→ **Work item**
Each entry is to be reproduced verbatim, and images are to be omitted.

→ **Dataset records**
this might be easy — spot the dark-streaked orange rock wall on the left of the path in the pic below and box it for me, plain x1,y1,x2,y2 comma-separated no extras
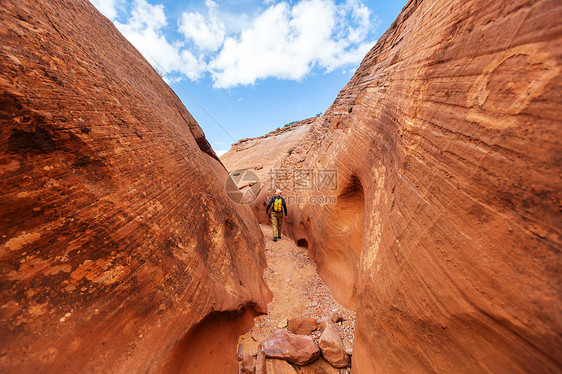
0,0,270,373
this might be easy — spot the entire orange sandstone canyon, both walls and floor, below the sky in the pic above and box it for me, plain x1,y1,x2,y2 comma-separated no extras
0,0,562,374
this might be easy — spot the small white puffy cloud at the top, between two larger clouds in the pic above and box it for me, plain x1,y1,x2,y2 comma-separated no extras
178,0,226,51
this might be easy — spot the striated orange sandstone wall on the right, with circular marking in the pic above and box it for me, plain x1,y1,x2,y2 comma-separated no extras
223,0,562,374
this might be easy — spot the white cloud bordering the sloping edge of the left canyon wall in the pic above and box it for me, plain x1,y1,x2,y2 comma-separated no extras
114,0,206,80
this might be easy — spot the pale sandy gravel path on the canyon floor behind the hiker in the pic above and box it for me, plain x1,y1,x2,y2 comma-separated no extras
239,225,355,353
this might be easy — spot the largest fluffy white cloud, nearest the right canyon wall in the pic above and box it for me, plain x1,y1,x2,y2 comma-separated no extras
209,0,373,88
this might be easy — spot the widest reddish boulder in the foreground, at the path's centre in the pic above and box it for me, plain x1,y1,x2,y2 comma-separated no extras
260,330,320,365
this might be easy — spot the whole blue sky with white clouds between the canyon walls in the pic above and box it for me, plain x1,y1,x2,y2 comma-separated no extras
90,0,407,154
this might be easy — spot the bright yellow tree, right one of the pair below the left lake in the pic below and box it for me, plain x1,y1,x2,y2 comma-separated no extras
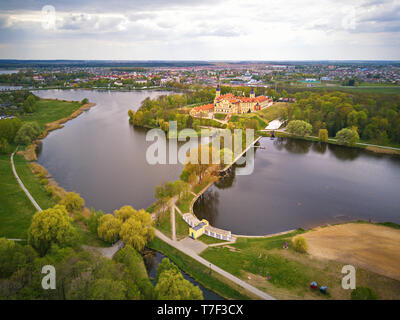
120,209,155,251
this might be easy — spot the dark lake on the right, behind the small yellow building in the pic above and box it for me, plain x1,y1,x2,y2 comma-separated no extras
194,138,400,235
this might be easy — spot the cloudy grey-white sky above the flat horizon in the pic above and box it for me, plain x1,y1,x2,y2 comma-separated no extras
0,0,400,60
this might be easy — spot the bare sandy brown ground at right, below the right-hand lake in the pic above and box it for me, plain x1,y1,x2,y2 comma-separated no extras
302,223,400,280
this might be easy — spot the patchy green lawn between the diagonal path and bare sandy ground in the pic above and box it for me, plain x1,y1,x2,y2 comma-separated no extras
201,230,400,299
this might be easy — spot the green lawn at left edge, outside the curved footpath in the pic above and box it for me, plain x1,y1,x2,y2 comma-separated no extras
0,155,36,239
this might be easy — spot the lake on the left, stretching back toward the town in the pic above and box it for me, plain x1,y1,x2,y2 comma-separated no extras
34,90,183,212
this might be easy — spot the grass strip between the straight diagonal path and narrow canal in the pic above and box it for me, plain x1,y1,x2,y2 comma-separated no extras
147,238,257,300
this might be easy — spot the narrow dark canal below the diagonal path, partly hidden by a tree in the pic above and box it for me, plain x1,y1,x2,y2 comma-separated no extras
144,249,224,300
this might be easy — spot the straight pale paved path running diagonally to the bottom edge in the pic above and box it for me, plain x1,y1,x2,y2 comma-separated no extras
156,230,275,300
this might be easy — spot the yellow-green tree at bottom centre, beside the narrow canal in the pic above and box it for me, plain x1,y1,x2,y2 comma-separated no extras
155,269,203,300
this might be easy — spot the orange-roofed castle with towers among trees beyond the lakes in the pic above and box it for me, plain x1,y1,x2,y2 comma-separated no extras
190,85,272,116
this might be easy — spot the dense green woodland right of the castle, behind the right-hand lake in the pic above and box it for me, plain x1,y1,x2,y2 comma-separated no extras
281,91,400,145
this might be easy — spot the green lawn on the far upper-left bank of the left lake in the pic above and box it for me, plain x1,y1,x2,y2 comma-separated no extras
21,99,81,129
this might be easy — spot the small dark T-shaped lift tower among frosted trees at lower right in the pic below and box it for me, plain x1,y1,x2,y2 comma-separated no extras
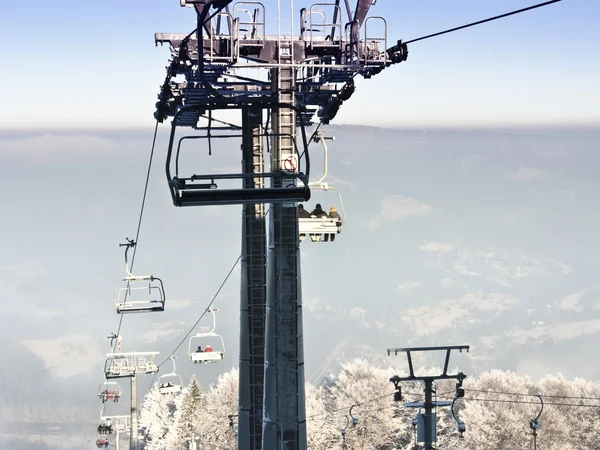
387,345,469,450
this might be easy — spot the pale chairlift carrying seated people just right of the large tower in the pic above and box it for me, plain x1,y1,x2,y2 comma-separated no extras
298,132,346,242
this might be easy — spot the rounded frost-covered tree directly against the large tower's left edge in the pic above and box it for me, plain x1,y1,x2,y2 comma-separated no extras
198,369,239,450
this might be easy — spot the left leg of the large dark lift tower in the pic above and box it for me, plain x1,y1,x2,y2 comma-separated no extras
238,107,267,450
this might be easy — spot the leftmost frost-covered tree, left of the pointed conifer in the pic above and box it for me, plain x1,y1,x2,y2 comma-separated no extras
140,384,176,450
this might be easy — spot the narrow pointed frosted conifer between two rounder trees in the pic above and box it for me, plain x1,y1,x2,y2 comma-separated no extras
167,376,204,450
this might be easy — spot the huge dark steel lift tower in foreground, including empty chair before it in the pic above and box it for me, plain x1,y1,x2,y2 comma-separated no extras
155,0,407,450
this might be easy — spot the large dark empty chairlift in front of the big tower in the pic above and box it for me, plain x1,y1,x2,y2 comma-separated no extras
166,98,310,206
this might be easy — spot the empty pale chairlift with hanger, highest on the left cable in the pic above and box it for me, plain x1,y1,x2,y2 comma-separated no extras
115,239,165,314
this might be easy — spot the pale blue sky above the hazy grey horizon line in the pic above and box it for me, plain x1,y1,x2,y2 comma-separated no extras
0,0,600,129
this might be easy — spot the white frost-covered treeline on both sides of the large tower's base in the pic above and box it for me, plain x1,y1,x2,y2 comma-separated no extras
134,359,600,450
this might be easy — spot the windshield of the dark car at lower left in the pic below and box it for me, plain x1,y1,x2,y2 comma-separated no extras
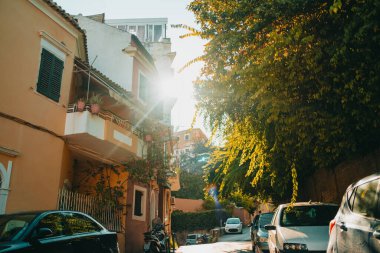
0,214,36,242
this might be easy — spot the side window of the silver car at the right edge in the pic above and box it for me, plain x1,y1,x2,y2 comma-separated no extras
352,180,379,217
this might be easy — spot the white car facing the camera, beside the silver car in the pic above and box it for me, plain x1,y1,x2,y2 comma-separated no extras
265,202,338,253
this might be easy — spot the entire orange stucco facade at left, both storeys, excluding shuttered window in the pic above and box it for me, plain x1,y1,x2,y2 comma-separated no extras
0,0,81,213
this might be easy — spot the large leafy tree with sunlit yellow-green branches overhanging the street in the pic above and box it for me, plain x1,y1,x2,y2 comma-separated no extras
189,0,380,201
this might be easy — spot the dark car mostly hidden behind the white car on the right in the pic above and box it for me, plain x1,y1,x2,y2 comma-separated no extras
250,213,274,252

→ **Solution to this problem**
this might be easy — spot the dark-streaked orange rock wall on the left of the path in the pic below and box it for me, plain x1,y1,x2,y2 comma-separated no extras
0,0,270,373
this might be easy — spot the entire orange sandstone canyon, both walls and floor, below the sky in the pic above and box it for me, plain x1,y1,x2,y2 comma-separated no extras
0,0,562,374
this might be easy — spot the small white puffy cloud at the top, between two larger clouds in the pic above and box it for me, plain x1,y1,x2,y2 comma-separated no extras
178,0,226,51
this might be easy — spot the striated orange sandstone wall on the right, with circular marking in the pic above and box it for me, plain x1,y1,x2,y2 comma-separated no extras
223,0,562,374
this might be easy — spot the white cloud bordering the sloping edge of the left canyon wall in the pic above and box it for me, plain x1,y1,x2,y2 comma-separated no extras
114,0,206,80
this might be easy — spot the pale sandy gravel path on the canyon floor behind the hiker in the pic above and box it for me, plain x1,y1,x2,y2 comma-separated no extras
239,225,355,353
this might be easy — spot the largest fluffy white cloud, nearest the right canyon wall in the pic above and box it for me, plain x1,y1,x2,y2 comma-separated no extras
209,0,373,88
this might be easy — spot the widest reddish boulder in the foreground, at the path's centre in the pic above and box it for me, plain x1,y1,x2,y2 comma-separated no extras
260,330,320,365
this might be easy — spot the whole blue sky with white clouds between the canyon walls in the pic above and box it for me, plain x1,y1,x2,y2 comma-separated no extras
90,0,407,154
this might be easy — spot the bright yellow tree, right one of the pair below the left lake in the pic below and box it for me, plain x1,y1,x2,y2 comma-separated no extras
120,209,155,251
this might be easy — spot the dark lake on the right, behind the small yellow building in the pic above and box it for me, plain x1,y1,x2,y2 comma-separated no extras
194,138,400,235
this might be easy — spot the cloudy grey-white sky above the flat horizon in the pic above and box it for me, plain x1,y1,x2,y2 comma-separated no extras
0,0,400,60
this might be easy — spot the bare sandy brown ground at right, below the right-hand lake in the pic above and box it for me, plain x1,y1,x2,y2 comma-separated no extras
302,223,400,280
this might be easy — spot the patchy green lawn between the diagonal path and bare sandy ground in the pic above and box it for me, plain x1,y1,x2,y2 comma-separated no extras
201,230,400,299
this might be easy — spot the green lawn at left edge, outside the curved footpath in the pic above and box it for me, plain x1,y1,x2,y2 comma-separated no extras
0,155,36,239
this might be easy — spot the lake on the left, stretching back toward the town in the pic above and box it for me, plain x1,y1,x2,y2 comma-separated no extras
34,90,183,212
this might be easy — spot the grass strip between the straight diagonal path and narrow canal in the pic above and box it for me, plain x1,y1,x2,y2 comma-separated no extras
147,238,257,300
this might be easy — spot the narrow dark canal below the diagonal path, partly hidden by a tree in the pic above and box it for me, plain x1,y1,x2,y2 comma-separated no extras
144,249,224,300
this might be easy — spot the straight pale paved path running diagonally to the bottom edge in the pic above and box it for me, plain x1,y1,x2,y2 comma-separated no extras
156,230,275,300
this might be easy — spot the yellow-green tree at bottom centre, beside the narrow canal in the pic above and box it for me, plain x1,y1,x2,y2 comma-separated no extras
155,269,203,300
this might be easy — spot the orange-roofed castle with towers among trees beyond the lakes in the pic above and box it for me, plain x1,y1,x2,y2 comma-separated no extras
190,85,272,116
this might be easy — spot the dense green woodland right of the castle, behind the right-hand lake in the pic above and box it for me, plain x1,y1,x2,y2 comma-separated no extras
281,91,400,145
this might be easy — spot the green lawn on the far upper-left bank of the left lake in the pic above and box it for me, plain x1,y1,x2,y2 comma-separated no extras
21,99,81,129
this might be easy — spot the small dark T-shaped lift tower among frosted trees at lower right in the pic below and box it for me, plain x1,y1,x2,y2 comma-separated no extras
387,345,469,450
this might be easy — spot the pale chairlift carrying seated people just right of the large tower in the pic above and box it for me, plain x1,y1,x2,y2 comma-separated no extras
298,132,346,242
this might be easy — spot the rounded frost-covered tree directly against the large tower's left edge in the pic above and box it for me, plain x1,y1,x2,y2 comma-separated no extras
198,369,239,450
this might be easy — spot the left leg of the large dark lift tower in the pic above and box it for me, plain x1,y1,x2,y2 comma-separated no extras
238,107,267,450
this might be easy — spot the leftmost frost-covered tree, left of the pointed conifer in the pic above and box it for me, plain x1,y1,x2,y2 comma-separated no extras
140,384,176,450
this might be easy — spot the narrow pointed frosted conifer between two rounder trees in the pic above and box it for me, plain x1,y1,x2,y2 comma-separated no extras
167,376,204,450
this might be easy — spot the huge dark steel lift tower in foreground, including empty chair before it in the pic above and box it for me, plain x1,y1,x2,y2 comma-separated no extras
155,0,407,450
this might be easy — spot the large dark empty chairlift in front of the big tower in the pic above and box it for me, plain x1,y1,x2,y2 comma-separated no extras
166,98,310,206
this might be easy — spot the empty pale chairlift with hanger, highest on the left cable in the pic above and box it for me, plain x1,y1,x2,y2 comma-separated no extras
115,239,165,314
this might be easy — spot the pale blue sky above the hazy grey horizon line in the pic above and box it for me, plain x1,y1,x2,y2 comma-separated no extras
0,0,600,129
this might be easy — spot the white frost-covered treeline on both sides of the large tower's base in the pic above and box it for me, plain x1,y1,x2,y2 comma-separated no extras
134,359,600,450
this might be easy — spot the windshield of the dark car at lower left in the pic below and box it for me, plain x1,y1,x2,y2 comma-separated no extras
0,214,36,242
this might be easy — spot the side window of the silver car at the right edge in the pic above and box it for me, plain x1,y1,x2,y2 comma-separated no extras
352,180,379,217
this might be easy — spot the white car facing the camera, beside the silver car in the pic above and box it for me, plain x1,y1,x2,y2 comma-separated no extras
265,202,338,253
this might be easy — spot the entire orange stucco facade at left, both storeys, excluding shuttered window in the pic above and box it for me, plain x1,y1,x2,y2 comma-separated no extras
0,0,81,213
this might be easy — spot the large leafy tree with sunlit yellow-green branches overhanging the street in the pic above and box it for me, plain x1,y1,x2,y2 comma-separated no extras
189,0,380,201
this might be easy — spot the dark car mostly hidden behind the white car on the right in the pic above and box it for me, plain x1,y1,x2,y2 comma-separated no extras
250,213,274,252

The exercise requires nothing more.